Collection entries
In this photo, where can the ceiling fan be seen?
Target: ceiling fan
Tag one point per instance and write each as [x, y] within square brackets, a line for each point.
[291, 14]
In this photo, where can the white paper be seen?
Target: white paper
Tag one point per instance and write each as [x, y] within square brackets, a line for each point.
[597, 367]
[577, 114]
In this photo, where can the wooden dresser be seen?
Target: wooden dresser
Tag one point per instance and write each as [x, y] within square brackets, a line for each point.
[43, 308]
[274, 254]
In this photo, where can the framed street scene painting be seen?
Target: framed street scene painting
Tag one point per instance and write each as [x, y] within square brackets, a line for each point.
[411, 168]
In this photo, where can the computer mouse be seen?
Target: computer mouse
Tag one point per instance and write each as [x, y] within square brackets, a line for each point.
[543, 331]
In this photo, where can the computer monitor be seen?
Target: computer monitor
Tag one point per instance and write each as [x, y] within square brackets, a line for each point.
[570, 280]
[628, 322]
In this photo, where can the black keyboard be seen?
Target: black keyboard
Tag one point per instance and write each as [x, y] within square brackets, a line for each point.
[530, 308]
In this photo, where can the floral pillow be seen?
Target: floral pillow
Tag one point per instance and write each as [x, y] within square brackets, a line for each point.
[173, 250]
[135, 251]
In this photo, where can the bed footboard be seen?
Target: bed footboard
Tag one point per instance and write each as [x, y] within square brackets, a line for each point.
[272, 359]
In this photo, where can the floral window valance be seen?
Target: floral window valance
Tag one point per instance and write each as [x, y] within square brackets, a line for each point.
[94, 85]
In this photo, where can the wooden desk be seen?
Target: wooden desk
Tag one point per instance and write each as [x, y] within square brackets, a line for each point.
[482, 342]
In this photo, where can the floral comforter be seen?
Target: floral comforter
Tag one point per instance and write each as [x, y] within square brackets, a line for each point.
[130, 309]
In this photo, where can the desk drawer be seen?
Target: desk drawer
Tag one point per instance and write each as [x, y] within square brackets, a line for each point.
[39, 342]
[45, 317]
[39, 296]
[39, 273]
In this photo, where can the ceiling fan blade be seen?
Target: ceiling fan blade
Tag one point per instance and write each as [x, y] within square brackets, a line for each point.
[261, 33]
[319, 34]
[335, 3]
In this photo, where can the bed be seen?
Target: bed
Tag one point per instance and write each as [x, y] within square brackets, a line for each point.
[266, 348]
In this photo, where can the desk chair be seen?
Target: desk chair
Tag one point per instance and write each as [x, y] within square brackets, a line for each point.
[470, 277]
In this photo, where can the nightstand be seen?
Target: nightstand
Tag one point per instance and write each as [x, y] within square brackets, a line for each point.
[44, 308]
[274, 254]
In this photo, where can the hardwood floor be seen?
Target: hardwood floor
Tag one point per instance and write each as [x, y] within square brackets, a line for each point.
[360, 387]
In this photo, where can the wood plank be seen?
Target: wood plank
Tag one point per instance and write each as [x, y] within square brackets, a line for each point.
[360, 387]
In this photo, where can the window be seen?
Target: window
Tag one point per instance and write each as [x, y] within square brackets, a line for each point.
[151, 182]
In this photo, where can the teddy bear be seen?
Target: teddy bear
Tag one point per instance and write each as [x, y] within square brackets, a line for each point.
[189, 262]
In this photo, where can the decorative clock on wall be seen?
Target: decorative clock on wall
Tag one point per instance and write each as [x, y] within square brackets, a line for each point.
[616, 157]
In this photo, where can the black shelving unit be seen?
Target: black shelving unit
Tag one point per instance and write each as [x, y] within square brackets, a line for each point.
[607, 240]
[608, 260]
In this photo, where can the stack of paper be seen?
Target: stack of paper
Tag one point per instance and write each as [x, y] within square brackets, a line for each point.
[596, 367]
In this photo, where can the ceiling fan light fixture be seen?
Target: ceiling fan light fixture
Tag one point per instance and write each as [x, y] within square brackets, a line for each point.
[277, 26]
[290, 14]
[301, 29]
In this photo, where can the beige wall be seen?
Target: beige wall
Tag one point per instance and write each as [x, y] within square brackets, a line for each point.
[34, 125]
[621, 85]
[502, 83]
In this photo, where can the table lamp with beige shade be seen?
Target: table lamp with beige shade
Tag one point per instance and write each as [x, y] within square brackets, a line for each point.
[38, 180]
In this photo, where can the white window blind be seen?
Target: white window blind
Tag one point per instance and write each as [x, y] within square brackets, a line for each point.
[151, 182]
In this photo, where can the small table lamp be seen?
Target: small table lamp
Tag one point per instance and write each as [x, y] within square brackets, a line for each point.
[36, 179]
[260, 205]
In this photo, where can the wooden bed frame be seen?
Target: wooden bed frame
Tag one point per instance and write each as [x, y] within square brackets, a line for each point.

Problem to work on
All of the lines above should be returned exactly as written.

Written answer
In this photo, where can the ceiling fan be seen?
Target: ceiling fan
Tag one point per instance and write each as [x, y] within square brackets, a line for each point.
[291, 14]
In this photo, where can the white paper be seen?
Target: white paper
Tag one point per instance and write each as [x, y] within square brackets, a line for each point.
[597, 367]
[577, 114]
In this photo, where can the wooden dresser be seen?
Target: wooden dresser
Tag one point per instance and write each as [x, y] within square brackets, a line for each point.
[43, 308]
[274, 254]
In this photo, where can the framed street scene painting be seen?
Target: framed street scene painting
Tag one point per instance and write each as [x, y] within square brackets, a line for each point.
[411, 168]
In this photo, where can the computer mouse be seen?
Target: computer mouse
Tag one point per instance and write each as [x, y] within square brackets, a line for each point.
[543, 331]
In this photo, where can the computer monitor be seen?
Target: computer monitor
Tag one point per instance and write each as [x, y] within square brackets, a line for each point.
[570, 280]
[628, 322]
In this photo, where can the black keyboard be seen?
Target: black keyboard
Tag one point per instance and write each as [x, y] within square brackets, a line for each point.
[530, 308]
In this photo, where can the floral pillow be seen?
Target: floral pillow
Tag one point per instance and write each as [x, y] within square brackets, a line for each point.
[173, 250]
[135, 251]
In this photo, where can the bed footboard be seen?
Target: bed footboard
Tag one point per instance and write each as [x, y] within square brackets, a line for each point.
[272, 359]
In this photo, where can the floral window valance be seen?
Target: floral window valance
Tag one point per instance and write each as [x, y] within square brackets, a line for each point.
[94, 85]
In this photo, where can the wooden desk be seen?
Target: wooden desk
Tag one point per instance and write each as [x, y] within square brackets, a line for each point.
[482, 342]
In this photo, where can the floral comforter be seen?
Target: floral comforter
Tag one point per instance and write each as [x, y] within square brackets, a line for each point.
[130, 309]
In this photo, where can the desk drawer be seen?
Target: desk drawer
Tag one point per instance and write each as [x, y] within square brackets, a line for each point.
[39, 342]
[45, 317]
[39, 296]
[39, 273]
In this photo, where can the ceiling fan blade be seen?
Target: ceiling fan blade
Tag one point per instance and write each as [x, y] within square brackets, a line for each point.
[261, 33]
[319, 34]
[335, 3]
In this photo, where can the bed be seen?
Target: bed
Tag one point per instance and write each as [x, y] within square brackets, a line for each point.
[266, 348]
In this photo, where can the desk chair be seen?
Target: desk chair
Tag one point per instance and write each as [x, y] within square brackets, a line for each point.
[470, 277]
In this photo, where can the nightstand be seen?
Target: nightstand
Tag one point per instance and write each as [x, y] within square brackets, a line for each point.
[44, 308]
[274, 254]
In this photo, where can the hardwood floor be seen?
Target: hardwood floor
Tag one point per instance and write each as [x, y] within square brackets, a line for each point.
[360, 387]
In this photo, where can the wood plank be seen?
Target: wood plank
Tag one point per instance and write each as [x, y] within square brackets, a line for each point.
[360, 387]
In this photo, where can the window be seen?
Target: window
Tag one point per instance and write each as [x, y] within square brackets, a line for each point.
[151, 182]
In this photo, where can the teddy bear be seen?
Target: teddy bear
Tag one point per instance and write each as [x, y] within square brackets, a line for each point.
[189, 262]
In this photo, where can the decorative clock on wall be seen?
Target: decorative clock on wall
Tag one point per instance and write each as [x, y] within square brackets, a line for each point.
[616, 157]
In this photo, where can the black shelving unit be seen?
Target: black shelving unit
Tag one point per instance and write each as [x, y] within square brackets, a line for each point.
[607, 240]
[608, 260]
In this photo, where can the stack of paper be seen?
Target: stack of paper
Tag one point per instance and write each as [x, y] within square brackets, a line for each point.
[596, 367]
In this photo, where can the ceiling fan light fixture be seen?
Target: ceiling fan light fixture
Tag one point per instance and write each as [x, y] within square brackets, a line for each point.
[277, 26]
[290, 14]
[301, 29]
In this photo, where can the beige wall be seen?
Target: beige wall
Tag one point per instance and write each as [x, y] within square brackets, a line for each point.
[34, 125]
[621, 85]
[502, 83]
In this photo, where can the table lamp with beige shade be seen?
Target: table lamp with beige shade
Tag one point per instance and write each as [x, y] within square brackets, a line for each point.
[38, 180]
In this photo, where can the white window blind be seen?
Target: white window blind
Tag one point per instance and write each as [x, y] within square brackets, a line for each point.
[151, 182]
In this photo, where can the small table lamp be seen?
Target: small table lamp
Tag one point per instance and write each as [x, y] within square brackets, a line for each point.
[36, 179]
[260, 205]
In this photo, where can the wooden bed frame be seen?
Target: wooden bed frame
Tag one point per instance and write each as [x, y] within square brackets, a line for each point.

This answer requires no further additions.